* [Problem set]
**a.** List every percentage figure that appears in the passage on Jamaican telecom revenues below.
**b.** Write the next part of the passage on Jamaican telecom revenues, starting after its last sentence.

* [Text shown]
But for the first time they spent less money on them for the December 2010 quarter than the corresponding period a year earlier, new data from the industry's regulator, the Office of Utilities Regulation (OUR), show. The OUR collects data as part of its remit, but delays its publication arguably to avoid advantaging competitors.
This decline in the cell market actually hid rising revenues of other services, including fixed and Internet broadband services.
For the review period, Jamaicans talked 33 per cent longer on their cellphones totalling 1.78 billion minutes for the December 2010 quarter. But more critical for the bottom lines of the mobile, fixed and Internet service providers was the $11.3 billion, or 16 per cent, decline in revenue for the October to December period, compared to the corresponding three months a year earlier.
On the positive side, fixed call revenues increased 12 per cent to $3.4 billion year-on-year, which the OUR attributed to a more than 7,000 per cent rise in outgoing international minutes, to 1.1 billion during the review period.
However, fixed-call service subscriptions, provided mainly by LIME Jamaica and Flow Jamaica, declined to 283,100 customers, or 6.3 per cent year-on-year. These companies offer services to residential and business customers with access to fixed-to-fixed, fixed-to-mobile and international calls.

* [Dataset content]

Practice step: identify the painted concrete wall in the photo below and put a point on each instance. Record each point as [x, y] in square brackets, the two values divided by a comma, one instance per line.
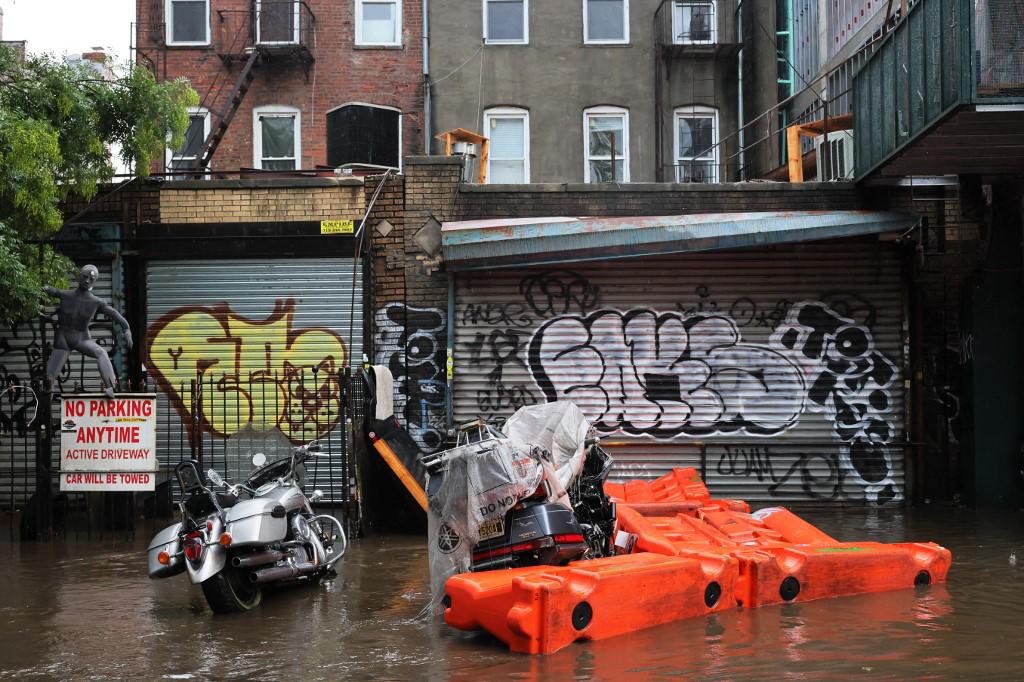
[555, 77]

* [The results]
**a.** 33 per cent, 16 per cent, 12 per cent, more than 7,000 per cent, 6.3 per cent

**b.**
Up to press time, the mobile service providers, market leader Digicel - which since the report has acquired the Jamaica operations of a former Claro - and LIME had not responded to questions about the implications of the data on the decline in talk revenues from key sides of their operations.
But the numbers may worry the companies, especially if it signals a new trend in the island's telecoms market that has been on a robust growth path since liberalisation a decade ago.
LIME Jamaica, Digicel Jamaica and Claro Jamaica (prior to its acquisition and subsequent closure) accounted for the bulk of the revenue decline. Combined, their revenues went down 26 per cent, from $9.9 billion to $7.3 billion over the review period.
This income retreat was despite a 7.6 per cent growth in mobile phone subscribers to 3.18 million during the review period. Jamaica's population is estimated at 2.7 million, which would mean mobile phone penetration rate of 117 per cent, or that there were 17 per cent more active mobile phone subscriptions than there were people in the country.
"The increase was attributable mainly to prepaid customers of 3.049 million, representing over 95 per cent of total subscriptions," said the OUR.
Post-paid customer users increased 35 per cent to 133,000.
The growth in the market top-end of smartphones such as the iPhone, Android and BlackBerry instruments aided the doubling of mobile data revenue to $609 million, the OUR figures showed.
In keeping with the broader decline in mobile phone revenue, Jamaicans, on average, paid $340 less per month for on-net calls - or calls made on the same network - during the review period than in the same quarter of 2009. This resulted in a slashing of the average on-net spend to $1,904 from $2,245.
On-net mobile calls generated the majority of revenues - 70.9 per cent - for these providers, the OUR said.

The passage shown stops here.